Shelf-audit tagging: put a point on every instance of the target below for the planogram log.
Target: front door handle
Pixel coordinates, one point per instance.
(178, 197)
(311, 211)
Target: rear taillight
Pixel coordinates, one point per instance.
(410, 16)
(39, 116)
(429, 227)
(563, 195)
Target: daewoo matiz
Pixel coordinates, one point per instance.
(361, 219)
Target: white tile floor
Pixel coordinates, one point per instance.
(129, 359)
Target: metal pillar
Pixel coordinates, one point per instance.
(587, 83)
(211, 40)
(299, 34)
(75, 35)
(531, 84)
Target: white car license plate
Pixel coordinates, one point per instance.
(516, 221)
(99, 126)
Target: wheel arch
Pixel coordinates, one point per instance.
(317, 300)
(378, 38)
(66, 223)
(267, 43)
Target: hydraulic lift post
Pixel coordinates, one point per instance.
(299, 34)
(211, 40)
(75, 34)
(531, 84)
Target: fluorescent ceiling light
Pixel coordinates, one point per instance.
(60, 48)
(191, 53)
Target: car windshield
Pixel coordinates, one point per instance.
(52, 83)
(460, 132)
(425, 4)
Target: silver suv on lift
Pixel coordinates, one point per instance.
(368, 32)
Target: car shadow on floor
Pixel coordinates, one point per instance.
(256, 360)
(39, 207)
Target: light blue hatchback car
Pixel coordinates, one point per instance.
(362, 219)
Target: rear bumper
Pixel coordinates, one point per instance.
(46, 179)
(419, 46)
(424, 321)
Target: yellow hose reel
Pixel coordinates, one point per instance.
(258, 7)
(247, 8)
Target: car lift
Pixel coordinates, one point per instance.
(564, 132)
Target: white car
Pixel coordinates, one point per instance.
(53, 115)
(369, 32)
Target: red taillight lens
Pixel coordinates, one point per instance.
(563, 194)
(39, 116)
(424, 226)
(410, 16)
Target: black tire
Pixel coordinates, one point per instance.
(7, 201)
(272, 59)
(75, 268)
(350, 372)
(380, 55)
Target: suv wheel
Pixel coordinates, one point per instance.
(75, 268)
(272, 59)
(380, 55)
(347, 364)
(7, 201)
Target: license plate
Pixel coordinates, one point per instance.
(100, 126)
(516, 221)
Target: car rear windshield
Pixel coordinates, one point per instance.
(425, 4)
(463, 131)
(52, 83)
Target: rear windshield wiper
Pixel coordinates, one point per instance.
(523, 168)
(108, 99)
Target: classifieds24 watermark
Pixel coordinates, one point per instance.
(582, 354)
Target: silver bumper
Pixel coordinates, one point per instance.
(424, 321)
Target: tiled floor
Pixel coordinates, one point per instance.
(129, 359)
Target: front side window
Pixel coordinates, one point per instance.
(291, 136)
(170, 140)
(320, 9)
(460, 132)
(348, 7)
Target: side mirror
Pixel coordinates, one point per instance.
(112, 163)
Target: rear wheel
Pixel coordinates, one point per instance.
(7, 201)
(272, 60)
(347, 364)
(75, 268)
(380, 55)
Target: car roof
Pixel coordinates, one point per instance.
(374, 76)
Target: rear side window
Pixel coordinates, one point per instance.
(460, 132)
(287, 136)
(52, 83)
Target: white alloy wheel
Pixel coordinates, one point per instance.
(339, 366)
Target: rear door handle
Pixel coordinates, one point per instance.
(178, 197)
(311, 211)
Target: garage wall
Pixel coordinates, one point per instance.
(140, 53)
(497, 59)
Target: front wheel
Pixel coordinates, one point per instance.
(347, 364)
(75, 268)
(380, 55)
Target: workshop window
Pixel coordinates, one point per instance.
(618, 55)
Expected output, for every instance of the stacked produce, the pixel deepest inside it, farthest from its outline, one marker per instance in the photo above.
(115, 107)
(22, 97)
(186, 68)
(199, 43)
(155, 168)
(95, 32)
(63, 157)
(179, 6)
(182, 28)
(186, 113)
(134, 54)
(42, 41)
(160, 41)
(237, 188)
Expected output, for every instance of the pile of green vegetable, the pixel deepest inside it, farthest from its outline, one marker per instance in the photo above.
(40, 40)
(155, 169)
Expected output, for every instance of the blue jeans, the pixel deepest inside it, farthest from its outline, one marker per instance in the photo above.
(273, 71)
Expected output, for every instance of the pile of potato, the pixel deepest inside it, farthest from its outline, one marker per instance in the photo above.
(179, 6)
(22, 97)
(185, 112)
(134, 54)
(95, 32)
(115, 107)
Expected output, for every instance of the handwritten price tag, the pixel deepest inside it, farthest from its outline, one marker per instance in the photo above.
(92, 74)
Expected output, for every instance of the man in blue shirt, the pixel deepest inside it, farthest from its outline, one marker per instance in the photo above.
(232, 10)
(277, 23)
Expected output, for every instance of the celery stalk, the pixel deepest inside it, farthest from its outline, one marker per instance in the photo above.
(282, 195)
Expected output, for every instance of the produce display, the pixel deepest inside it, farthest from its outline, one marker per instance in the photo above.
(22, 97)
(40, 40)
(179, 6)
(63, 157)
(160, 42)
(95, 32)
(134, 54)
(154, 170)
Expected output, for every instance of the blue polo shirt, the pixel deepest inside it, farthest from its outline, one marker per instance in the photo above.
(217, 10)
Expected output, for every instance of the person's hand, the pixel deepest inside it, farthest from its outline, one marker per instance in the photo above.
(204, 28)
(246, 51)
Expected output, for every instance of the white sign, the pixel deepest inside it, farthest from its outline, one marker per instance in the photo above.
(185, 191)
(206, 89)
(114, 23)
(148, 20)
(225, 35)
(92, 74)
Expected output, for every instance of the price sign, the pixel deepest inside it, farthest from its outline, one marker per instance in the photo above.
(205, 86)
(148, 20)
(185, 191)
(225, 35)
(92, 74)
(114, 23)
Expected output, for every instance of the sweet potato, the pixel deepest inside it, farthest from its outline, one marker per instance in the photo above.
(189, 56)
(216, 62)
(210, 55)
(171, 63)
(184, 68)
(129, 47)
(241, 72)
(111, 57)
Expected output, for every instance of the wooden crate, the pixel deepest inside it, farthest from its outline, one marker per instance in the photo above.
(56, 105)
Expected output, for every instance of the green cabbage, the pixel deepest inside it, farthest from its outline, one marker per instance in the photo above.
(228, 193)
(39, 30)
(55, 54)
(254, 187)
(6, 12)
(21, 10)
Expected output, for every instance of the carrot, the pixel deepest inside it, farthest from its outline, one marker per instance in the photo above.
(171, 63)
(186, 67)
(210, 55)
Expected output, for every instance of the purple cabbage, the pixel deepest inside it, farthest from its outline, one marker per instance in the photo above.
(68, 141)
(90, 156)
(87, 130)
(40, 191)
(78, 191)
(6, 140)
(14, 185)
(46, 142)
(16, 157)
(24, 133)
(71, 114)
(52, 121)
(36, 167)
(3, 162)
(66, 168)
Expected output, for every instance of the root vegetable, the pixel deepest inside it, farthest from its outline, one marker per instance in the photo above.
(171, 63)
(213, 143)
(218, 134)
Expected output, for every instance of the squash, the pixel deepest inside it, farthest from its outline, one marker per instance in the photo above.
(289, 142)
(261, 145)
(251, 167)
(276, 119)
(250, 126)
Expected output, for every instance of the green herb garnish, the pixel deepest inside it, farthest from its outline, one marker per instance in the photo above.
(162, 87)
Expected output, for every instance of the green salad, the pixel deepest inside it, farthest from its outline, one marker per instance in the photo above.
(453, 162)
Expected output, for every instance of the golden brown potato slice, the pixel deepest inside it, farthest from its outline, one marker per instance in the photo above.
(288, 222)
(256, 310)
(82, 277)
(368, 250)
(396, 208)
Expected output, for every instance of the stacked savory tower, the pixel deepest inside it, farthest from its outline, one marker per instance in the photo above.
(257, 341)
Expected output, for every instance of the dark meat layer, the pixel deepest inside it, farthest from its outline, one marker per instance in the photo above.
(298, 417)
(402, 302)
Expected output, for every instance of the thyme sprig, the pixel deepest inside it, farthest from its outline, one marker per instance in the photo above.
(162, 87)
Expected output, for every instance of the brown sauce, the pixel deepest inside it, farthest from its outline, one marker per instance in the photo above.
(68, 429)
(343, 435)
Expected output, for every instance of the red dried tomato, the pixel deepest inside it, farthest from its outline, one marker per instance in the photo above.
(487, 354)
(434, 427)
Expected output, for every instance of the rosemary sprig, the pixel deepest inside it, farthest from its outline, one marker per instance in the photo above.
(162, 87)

════════

Exercise aim
Give again only the lines of the material above that run from the one with "Expected output, for every instance of the purple" through the end, both included, exactly as they appear.

The reply
Expected output, for every instance of the purple cabbage, the pixel deepest inside it, farthest from its outline, one marker per instance in the photo above.
(68, 141)
(90, 156)
(87, 130)
(40, 191)
(78, 191)
(6, 140)
(14, 185)
(46, 142)
(16, 157)
(24, 133)
(71, 114)
(52, 121)
(36, 167)
(3, 162)
(66, 168)
Expected output, for every instance of the root vegetable, the pixel deepest inside it, farthest from its outline, one marker per instance in the photo above.
(171, 63)
(213, 143)
(218, 134)
Expected output, for every instance of the squash, the pixel deepest inside it, farthest from its outline, one marker per instance in the photo above.
(289, 142)
(261, 145)
(251, 167)
(276, 119)
(250, 126)
Expected output, for every instance of the green herb garnish, the pixel deepest inside it, farthest from its outline, one marker per instance in the photo above.
(162, 87)
Expected output, for every instance of the green salad, the pixel deepest inside it, farthest from its outline, one marker per instance in the photo above.
(453, 162)
Expected output, for every instance of the golden brown potato slice, the pixel deepest inside it, farthest from its outline, one marker per instance in the photo above.
(288, 222)
(256, 310)
(82, 277)
(368, 250)
(396, 208)
Expected output, for every instance of the stacked savory tower, the pixel deepest inside it, farthest from its outline, one marker per instance in the photo above.
(257, 341)
Expected output, for every instance of the dark meat layer, the pixel deepest inside it, farthest from its outline, one marker per instance in the photo above.
(298, 417)
(402, 302)
Expected output, for every instance of the thyme sprig, the pixel deepest inside it, farthest from its outline, one marker per instance in the photo above.
(162, 87)
Expected output, for every instance of the brown sauce, the pixel deepest inside it, farthest from its outline, one marker per instance in the photo above.
(68, 429)
(343, 435)
Expected output, for every instance of the red dried tomato, the pixel deepest inside it, farthest from its outline, one marker per instance in the photo above.
(487, 354)
(434, 427)
Expected output, for every instance of the rosemary sprig, the pixel deepest inside it, farthest from its outline, one marker per instance in the photo above.
(162, 87)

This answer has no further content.